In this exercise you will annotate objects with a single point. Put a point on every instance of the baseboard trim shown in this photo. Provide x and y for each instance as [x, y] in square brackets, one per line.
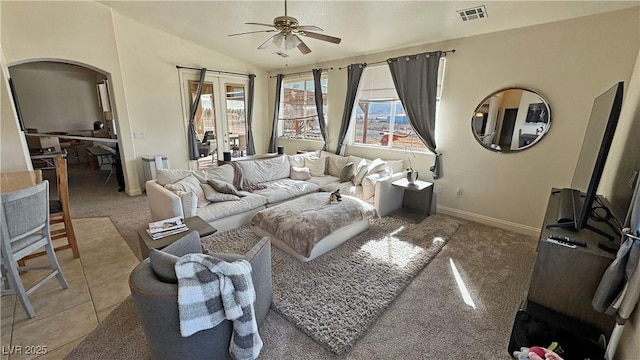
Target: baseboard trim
[502, 224]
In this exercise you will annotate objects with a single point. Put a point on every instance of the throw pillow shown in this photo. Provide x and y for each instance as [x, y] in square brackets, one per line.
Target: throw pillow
[335, 164]
[360, 171]
[190, 183]
[346, 174]
[170, 176]
[300, 173]
[189, 202]
[223, 187]
[369, 185]
[163, 262]
[315, 165]
[212, 195]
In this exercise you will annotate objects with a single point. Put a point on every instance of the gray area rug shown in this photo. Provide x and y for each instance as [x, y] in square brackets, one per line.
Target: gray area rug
[336, 297]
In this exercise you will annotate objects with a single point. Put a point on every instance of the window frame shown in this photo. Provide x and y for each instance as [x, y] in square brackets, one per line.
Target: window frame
[281, 122]
[392, 115]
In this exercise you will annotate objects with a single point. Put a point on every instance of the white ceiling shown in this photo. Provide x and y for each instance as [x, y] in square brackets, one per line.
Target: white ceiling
[365, 26]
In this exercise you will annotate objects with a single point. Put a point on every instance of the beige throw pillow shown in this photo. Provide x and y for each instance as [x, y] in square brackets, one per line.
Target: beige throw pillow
[300, 173]
[189, 184]
[214, 196]
[315, 165]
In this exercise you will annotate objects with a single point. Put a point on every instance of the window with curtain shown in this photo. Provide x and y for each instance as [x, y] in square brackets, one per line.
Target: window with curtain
[298, 114]
[380, 119]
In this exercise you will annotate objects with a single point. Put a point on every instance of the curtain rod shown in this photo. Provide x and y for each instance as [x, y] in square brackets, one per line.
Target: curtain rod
[384, 61]
[215, 71]
[300, 73]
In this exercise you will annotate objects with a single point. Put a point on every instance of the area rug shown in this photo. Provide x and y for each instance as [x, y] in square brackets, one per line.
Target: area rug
[336, 297]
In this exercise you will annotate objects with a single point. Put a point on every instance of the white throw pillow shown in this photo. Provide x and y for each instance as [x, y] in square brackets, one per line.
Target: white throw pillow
[315, 165]
[369, 185]
[360, 171]
[335, 163]
[300, 173]
[170, 176]
[214, 196]
[190, 184]
[189, 203]
[376, 166]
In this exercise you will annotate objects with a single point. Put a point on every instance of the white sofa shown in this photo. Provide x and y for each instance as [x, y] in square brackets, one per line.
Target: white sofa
[176, 193]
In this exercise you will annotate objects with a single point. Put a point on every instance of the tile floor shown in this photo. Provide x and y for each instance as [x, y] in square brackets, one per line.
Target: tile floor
[98, 282]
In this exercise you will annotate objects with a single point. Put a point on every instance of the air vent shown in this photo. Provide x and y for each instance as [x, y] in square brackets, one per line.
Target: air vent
[475, 13]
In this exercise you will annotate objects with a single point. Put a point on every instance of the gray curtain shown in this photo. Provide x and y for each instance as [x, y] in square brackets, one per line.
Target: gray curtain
[251, 149]
[354, 73]
[276, 114]
[192, 140]
[416, 81]
[317, 74]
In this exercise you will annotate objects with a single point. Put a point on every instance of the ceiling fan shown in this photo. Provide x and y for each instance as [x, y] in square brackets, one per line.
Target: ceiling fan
[288, 32]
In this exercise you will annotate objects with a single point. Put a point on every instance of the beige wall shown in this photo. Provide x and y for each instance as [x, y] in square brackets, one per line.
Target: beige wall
[141, 64]
[509, 190]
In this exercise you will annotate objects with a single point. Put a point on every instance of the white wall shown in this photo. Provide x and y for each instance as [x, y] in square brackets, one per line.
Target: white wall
[141, 64]
[57, 96]
[582, 58]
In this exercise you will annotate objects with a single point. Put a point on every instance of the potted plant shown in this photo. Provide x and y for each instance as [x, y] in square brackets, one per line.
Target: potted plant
[412, 175]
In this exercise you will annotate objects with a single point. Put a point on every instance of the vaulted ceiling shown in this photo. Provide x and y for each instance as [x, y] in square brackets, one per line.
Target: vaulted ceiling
[364, 26]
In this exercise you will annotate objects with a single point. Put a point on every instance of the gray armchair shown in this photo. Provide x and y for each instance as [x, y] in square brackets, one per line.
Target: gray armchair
[157, 304]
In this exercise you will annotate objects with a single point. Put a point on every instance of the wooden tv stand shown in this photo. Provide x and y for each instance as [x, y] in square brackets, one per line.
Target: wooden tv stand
[565, 279]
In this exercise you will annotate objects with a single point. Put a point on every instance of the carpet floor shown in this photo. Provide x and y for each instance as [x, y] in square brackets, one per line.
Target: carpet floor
[335, 298]
[430, 318]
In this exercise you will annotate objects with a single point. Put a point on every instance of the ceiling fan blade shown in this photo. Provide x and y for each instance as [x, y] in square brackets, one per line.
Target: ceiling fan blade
[304, 49]
[267, 43]
[309, 27]
[251, 32]
[322, 37]
[261, 24]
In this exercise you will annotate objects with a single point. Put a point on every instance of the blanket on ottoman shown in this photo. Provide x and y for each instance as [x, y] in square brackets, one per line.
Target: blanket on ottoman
[303, 222]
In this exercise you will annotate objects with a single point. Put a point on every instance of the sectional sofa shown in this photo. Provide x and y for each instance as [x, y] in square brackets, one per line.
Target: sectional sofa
[211, 195]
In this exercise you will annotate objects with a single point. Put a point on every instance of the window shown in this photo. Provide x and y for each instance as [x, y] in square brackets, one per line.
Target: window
[298, 116]
[380, 119]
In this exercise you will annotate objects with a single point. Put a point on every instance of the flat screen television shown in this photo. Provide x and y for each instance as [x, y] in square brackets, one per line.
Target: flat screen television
[577, 202]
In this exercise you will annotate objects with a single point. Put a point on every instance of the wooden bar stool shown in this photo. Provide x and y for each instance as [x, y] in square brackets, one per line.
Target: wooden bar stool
[59, 213]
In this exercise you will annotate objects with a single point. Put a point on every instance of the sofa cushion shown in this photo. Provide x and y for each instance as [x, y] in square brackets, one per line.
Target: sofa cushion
[346, 174]
[324, 180]
[219, 210]
[163, 262]
[298, 159]
[316, 165]
[360, 171]
[214, 196]
[223, 173]
[298, 173]
[335, 164]
[170, 176]
[223, 187]
[259, 171]
[189, 183]
[285, 189]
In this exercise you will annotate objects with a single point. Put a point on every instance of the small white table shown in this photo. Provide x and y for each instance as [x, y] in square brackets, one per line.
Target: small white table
[416, 201]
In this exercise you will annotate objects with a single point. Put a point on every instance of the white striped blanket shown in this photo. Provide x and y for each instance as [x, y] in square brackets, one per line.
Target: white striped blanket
[210, 291]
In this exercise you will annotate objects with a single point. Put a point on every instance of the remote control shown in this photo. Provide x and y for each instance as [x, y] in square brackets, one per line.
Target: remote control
[568, 240]
[562, 243]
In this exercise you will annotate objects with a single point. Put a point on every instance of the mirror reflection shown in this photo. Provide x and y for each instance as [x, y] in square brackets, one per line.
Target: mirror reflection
[511, 120]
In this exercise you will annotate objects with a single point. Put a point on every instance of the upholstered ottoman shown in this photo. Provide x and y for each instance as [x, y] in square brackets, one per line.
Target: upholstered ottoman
[309, 226]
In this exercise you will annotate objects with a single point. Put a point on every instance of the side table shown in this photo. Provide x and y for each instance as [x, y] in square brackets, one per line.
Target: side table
[416, 201]
[193, 223]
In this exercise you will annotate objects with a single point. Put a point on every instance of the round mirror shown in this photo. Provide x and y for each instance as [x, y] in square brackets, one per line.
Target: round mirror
[511, 120]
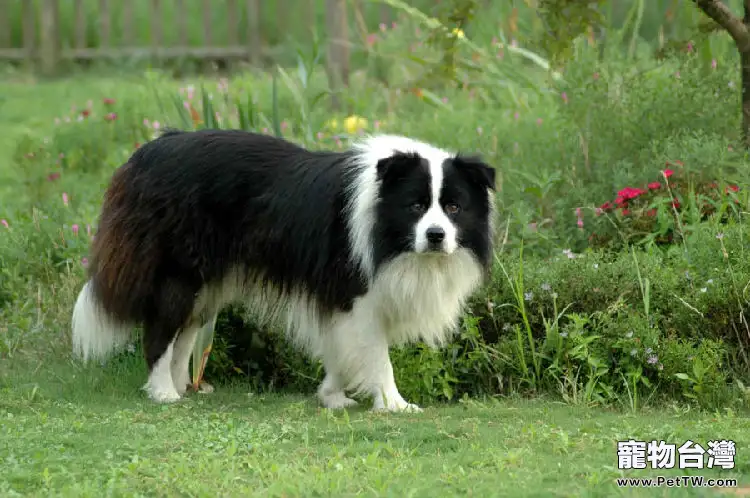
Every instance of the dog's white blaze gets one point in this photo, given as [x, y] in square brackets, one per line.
[364, 193]
[160, 386]
[435, 215]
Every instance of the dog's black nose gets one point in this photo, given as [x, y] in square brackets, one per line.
[435, 235]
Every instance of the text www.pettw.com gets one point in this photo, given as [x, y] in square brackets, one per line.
[675, 482]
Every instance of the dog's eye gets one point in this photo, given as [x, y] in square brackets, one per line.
[418, 207]
[452, 208]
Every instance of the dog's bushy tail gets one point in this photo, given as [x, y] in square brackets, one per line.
[96, 334]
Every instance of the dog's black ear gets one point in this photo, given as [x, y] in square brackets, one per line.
[476, 170]
[398, 165]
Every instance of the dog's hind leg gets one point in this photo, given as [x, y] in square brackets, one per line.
[358, 348]
[173, 304]
[183, 350]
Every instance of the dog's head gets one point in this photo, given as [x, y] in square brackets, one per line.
[433, 203]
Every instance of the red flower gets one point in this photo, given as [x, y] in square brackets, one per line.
[629, 193]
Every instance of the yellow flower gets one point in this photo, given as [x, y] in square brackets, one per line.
[354, 123]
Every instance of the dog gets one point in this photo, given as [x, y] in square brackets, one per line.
[352, 251]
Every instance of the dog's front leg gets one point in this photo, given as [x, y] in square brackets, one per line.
[357, 350]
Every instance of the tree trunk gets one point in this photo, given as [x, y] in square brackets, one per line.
[745, 72]
[739, 29]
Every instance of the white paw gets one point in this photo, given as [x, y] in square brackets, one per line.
[394, 403]
[163, 395]
[337, 401]
[398, 407]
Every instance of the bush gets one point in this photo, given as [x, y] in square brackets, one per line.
[606, 289]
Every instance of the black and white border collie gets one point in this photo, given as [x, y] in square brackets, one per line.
[354, 251]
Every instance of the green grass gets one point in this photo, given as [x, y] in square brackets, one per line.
[73, 431]
[69, 431]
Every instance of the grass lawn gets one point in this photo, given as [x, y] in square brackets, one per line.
[69, 431]
[73, 431]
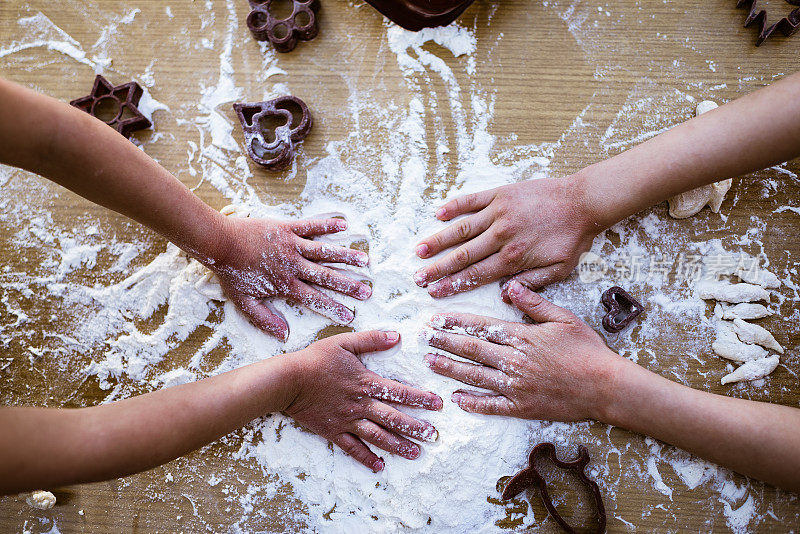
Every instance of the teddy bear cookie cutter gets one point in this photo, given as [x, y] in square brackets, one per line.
[414, 15]
[273, 128]
[284, 34]
[622, 309]
[117, 102]
[531, 477]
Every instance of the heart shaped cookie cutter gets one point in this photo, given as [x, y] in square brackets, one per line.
[274, 153]
[531, 477]
[617, 301]
[284, 34]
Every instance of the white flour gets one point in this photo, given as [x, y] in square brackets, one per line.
[452, 487]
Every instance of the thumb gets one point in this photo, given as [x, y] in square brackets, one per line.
[369, 341]
[536, 278]
[264, 317]
[535, 306]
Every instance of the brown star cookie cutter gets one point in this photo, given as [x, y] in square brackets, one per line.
[121, 101]
[788, 25]
[530, 476]
[417, 14]
[617, 301]
[275, 152]
[284, 34]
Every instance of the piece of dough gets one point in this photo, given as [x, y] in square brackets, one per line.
[753, 370]
[733, 293]
[687, 204]
[43, 500]
[745, 310]
[761, 277]
[728, 345]
[752, 333]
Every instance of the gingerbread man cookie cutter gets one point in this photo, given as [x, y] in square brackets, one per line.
[619, 302]
[531, 477]
[788, 25]
[117, 102]
[275, 152]
[284, 34]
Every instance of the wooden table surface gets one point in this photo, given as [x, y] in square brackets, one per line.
[544, 63]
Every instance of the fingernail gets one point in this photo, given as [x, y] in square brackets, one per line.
[409, 451]
[440, 288]
[347, 316]
[364, 291]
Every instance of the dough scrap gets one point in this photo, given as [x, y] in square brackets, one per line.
[752, 333]
[686, 204]
[728, 345]
[745, 310]
[43, 500]
[733, 293]
[752, 370]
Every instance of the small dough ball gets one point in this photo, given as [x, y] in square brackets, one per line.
[43, 500]
[705, 106]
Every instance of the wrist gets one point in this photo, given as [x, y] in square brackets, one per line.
[611, 379]
[596, 204]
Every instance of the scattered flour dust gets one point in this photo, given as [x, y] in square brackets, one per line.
[451, 487]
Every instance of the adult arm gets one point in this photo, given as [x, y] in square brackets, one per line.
[325, 388]
[560, 369]
[254, 259]
[538, 229]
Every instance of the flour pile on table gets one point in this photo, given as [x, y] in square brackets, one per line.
[453, 486]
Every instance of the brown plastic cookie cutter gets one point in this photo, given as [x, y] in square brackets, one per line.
[530, 476]
[788, 25]
[272, 129]
[284, 34]
[618, 302]
[118, 102]
[417, 14]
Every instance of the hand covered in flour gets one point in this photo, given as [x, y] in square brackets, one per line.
[557, 369]
[535, 230]
[268, 258]
[344, 402]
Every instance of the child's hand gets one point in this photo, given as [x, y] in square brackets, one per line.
[536, 228]
[558, 369]
[342, 401]
[268, 258]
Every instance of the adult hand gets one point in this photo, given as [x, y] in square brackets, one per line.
[535, 230]
[342, 401]
[268, 258]
[558, 369]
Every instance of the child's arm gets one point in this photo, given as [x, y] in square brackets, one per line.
[253, 258]
[559, 369]
[325, 388]
[539, 228]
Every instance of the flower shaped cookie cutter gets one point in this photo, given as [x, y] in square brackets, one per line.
[114, 105]
[531, 477]
[621, 309]
[788, 25]
[273, 128]
[284, 34]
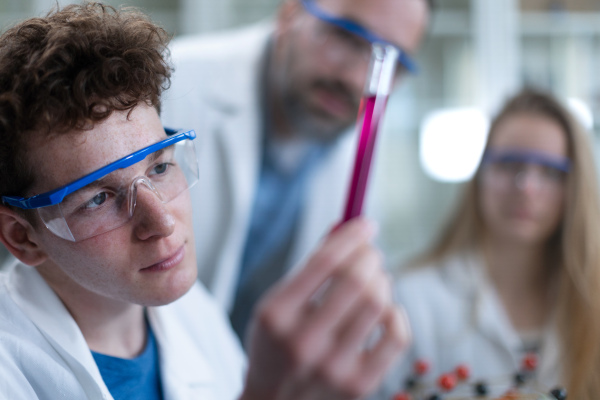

════════════════════

What is expected:
The required output is every line from the one containing "Every instance of the brown plastic" through the last line of the records, inclusive, reproduced exactly and without pictures.

Problem solution:
Every instance of the brown plastic cookie cutter gets one point in this photo, given as [x, y] in square brackets, one per line.
[530, 476]
[788, 25]
[272, 129]
[284, 34]
[618, 302]
[118, 102]
[417, 14]
Every instance of the hand covered in flour gets one point in this photo, given as [x, y] in square brackets, one per line.
[557, 369]
[535, 230]
[268, 258]
[344, 402]
Every instance of the child's hand gets one point in this photo, given as [x, y] in square brackets, one per line.
[536, 228]
[558, 369]
[342, 401]
[268, 258]
Every instance of the adult hand gets one point in this photo, given as [x, y] in square brackets, one per line.
[535, 230]
[342, 401]
[268, 258]
[558, 369]
Every instance of the child's arm gets one point in this photo, given as [x, y] in square brackets, one per line.
[253, 258]
[559, 369]
[325, 388]
[539, 228]
Every instance of the flower shaped cookie cutter gets one point in this photo, given as [x, y] in square brackets, one per line.
[114, 105]
[531, 477]
[621, 309]
[788, 25]
[273, 128]
[284, 34]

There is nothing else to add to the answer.